# WHAT YOU HAVE TO DO:
Pick out the lines below with "instance" and list them.

# RECORDS SUPPLIED:
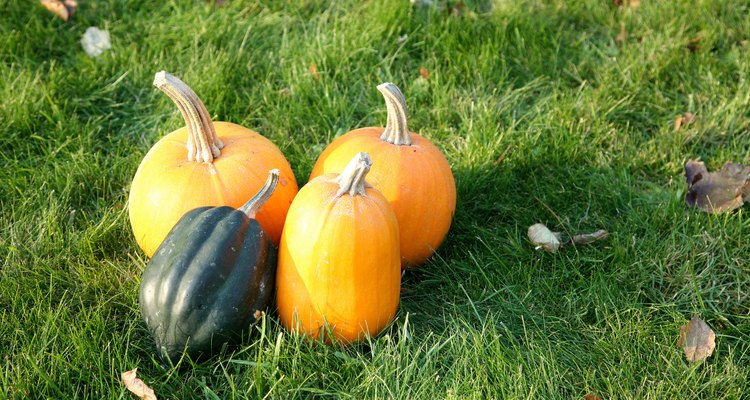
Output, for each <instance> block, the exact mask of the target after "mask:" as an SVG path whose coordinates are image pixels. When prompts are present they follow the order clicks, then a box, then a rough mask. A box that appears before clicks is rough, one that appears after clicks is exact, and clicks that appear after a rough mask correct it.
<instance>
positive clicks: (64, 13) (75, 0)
mask: <svg viewBox="0 0 750 400" xmlns="http://www.w3.org/2000/svg"><path fill="white" fill-rule="evenodd" d="M40 3H42V5H43V6H44V8H46V9H47V10H48V11H50V12H51V13H53V14H55V15H57V16H58V17H60V18H62V20H63V21H67V20H68V19H70V17H71V16H72V15H73V13H74V12H75V11H76V8H77V7H78V3H77V2H76V0H40Z"/></svg>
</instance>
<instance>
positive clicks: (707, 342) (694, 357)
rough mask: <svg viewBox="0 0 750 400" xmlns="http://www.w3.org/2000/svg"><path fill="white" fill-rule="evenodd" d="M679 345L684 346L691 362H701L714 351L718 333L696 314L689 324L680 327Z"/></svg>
mask: <svg viewBox="0 0 750 400" xmlns="http://www.w3.org/2000/svg"><path fill="white" fill-rule="evenodd" d="M677 346H678V347H682V350H683V351H684V352H685V357H686V358H687V360H688V361H689V362H700V361H703V360H705V359H707V358H708V357H711V354H713V353H714V349H715V348H716V334H715V333H714V331H712V330H711V328H709V327H708V325H706V323H705V322H704V321H703V320H702V319H700V318H698V316H697V315H696V316H695V317H693V319H691V320H690V322H688V324H687V325H683V326H681V327H680V339H679V340H678V341H677Z"/></svg>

# EXERCISE ANSWER:
Output, for each <instance> block, the exact mask of the target after "mask:" as an SVG path whose coordinates are image pixels. When prompts are present they follow the order clicks, then a box, then a rough mask. A box that appears before clicks is rough, one that appears after clicks is exact, and clicks that appear after a rough mask correct it.
<instance>
</instance>
<instance>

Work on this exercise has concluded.